_Actions to take_
1 - Echo the septic system text starting with "According to reports, these" and going on through "for Single Family.".
2 - For each statement, answer yes or no according to the septic system text, and quote the words from it that decide the answer. (a) The houses in the development are multi-family homes. (b) The South Florida Water Management District wants to do away with septic systems. (c) The treatment centers may have as many as 15-20 people at any one time.

_Source text_

------------------------------------

According to reports, these treatment centers may have as many as 15-20 people at any one time, and these people will be using the bathrooms and showers. They include both workers and residents. All of the houses in our development are of Single Family, not Multi-family. The zoning properly reflects this and both sewer, water, roadways, parking, etc are adequate given for the current single family conditions. The septic tank and leaching fields were designed for Single Family.

Doubling or Tripling the occupancy of any of these homes will overwhelm the septic system by all of the raw sewage generated by too many people in the same home. The septic tank can no longer perform the conversion from solid sewage to activated sludge, and the raw sewage, untreated, seeps into the leaching field. Overwhelmed and blocked by solids and paper products, the effluent makes its way either to the surface, exposing a biohazard, or makes its way to either the ground water, or the water drainage lakes .

Because of the possibility of sewage seeping to the surface and contaminating various groundwater layers, the South Florida Water Management (SFWM) District wants to do away with the septic systems. Our drinking water can depend on it. On their website :

“Older or improperly maintained sewage and septic systems can leak. These kinds of leaks can contaminate interconnected water systems. Systems at risk range from individual yards and neighborhood or community lakes or waterways to the regional systems that flow eventually into wetlands, aquifers and the oceans, bays and estuaries surrounding Florida.” – https://www.sfwmd.gov/community-residents/what-can-you-do

An overwhelmed septic system puts all of us at risk.

------------------------------------

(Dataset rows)
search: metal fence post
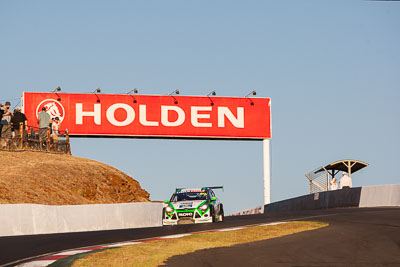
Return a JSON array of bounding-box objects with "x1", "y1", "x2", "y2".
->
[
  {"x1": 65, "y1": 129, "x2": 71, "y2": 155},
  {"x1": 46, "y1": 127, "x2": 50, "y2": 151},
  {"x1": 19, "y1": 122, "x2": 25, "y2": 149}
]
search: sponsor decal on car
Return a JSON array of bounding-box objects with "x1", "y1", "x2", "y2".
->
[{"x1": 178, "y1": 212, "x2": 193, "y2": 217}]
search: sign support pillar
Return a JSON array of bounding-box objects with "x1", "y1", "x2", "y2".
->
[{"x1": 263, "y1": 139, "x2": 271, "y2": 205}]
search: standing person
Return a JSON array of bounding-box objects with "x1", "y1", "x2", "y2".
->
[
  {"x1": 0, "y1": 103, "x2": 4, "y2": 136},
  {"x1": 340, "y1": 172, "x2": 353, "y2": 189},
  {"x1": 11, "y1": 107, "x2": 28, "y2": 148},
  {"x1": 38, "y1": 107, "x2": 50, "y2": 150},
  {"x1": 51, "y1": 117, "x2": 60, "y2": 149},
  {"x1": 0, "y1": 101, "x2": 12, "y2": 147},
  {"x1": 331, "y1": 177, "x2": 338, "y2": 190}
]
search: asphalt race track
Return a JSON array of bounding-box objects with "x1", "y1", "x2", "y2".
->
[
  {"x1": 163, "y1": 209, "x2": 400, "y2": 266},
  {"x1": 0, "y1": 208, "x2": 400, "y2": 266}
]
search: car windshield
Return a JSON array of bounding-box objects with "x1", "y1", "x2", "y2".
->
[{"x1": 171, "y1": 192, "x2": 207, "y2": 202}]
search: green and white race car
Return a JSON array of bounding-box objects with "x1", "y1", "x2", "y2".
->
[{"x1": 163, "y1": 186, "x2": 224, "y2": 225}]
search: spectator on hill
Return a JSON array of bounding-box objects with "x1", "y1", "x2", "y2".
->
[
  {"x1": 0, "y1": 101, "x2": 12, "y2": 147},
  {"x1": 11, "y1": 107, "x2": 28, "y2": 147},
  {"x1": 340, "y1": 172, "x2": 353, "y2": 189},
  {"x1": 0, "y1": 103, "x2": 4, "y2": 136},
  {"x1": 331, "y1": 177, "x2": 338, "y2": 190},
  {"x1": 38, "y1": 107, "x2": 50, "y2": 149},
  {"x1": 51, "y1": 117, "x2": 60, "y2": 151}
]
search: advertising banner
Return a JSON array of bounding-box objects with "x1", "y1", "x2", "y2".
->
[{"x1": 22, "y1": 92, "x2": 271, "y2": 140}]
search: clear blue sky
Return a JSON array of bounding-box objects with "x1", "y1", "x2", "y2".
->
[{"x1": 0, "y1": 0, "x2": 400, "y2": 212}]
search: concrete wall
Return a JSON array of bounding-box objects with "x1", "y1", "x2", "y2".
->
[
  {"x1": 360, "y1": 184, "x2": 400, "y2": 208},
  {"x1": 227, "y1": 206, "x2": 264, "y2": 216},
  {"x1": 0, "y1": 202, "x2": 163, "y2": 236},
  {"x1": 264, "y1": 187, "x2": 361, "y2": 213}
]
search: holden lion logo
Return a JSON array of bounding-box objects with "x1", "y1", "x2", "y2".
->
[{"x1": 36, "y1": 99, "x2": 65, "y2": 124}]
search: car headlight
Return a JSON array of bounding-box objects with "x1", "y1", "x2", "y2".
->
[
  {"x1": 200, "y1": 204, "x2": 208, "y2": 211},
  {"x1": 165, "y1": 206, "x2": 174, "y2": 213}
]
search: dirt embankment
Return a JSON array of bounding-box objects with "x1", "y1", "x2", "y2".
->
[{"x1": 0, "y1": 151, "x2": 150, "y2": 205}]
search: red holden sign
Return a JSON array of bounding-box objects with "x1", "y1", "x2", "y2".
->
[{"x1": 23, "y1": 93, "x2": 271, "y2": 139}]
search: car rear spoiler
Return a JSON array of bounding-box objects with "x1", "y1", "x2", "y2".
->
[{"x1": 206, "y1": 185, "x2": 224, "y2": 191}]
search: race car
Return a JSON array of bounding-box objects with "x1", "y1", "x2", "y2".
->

------------------------------------

_Per-task answers_
1 -
According to reports, these treatment centers may have as many as 15-20 people at any one time, and these people will be using the bathrooms and showers. They include both workers and residents. All of the houses in our development are of Single Family, not Multi-family. The zoning properly reflects this and both sewer, water, roadways, parking, etc are adequate given for the current single family conditions. The septic tank and leaching fields were designed for Single Family.

2 -
(a) No: "All of the houses in our development are of Single Family, not Multi-family."
(b) Yes: "the South Florida Water Management (SFWM) District wants to do away with the septic systems."
(c) Yes: "these treatment centers may have as many as 15-20 people at any one time"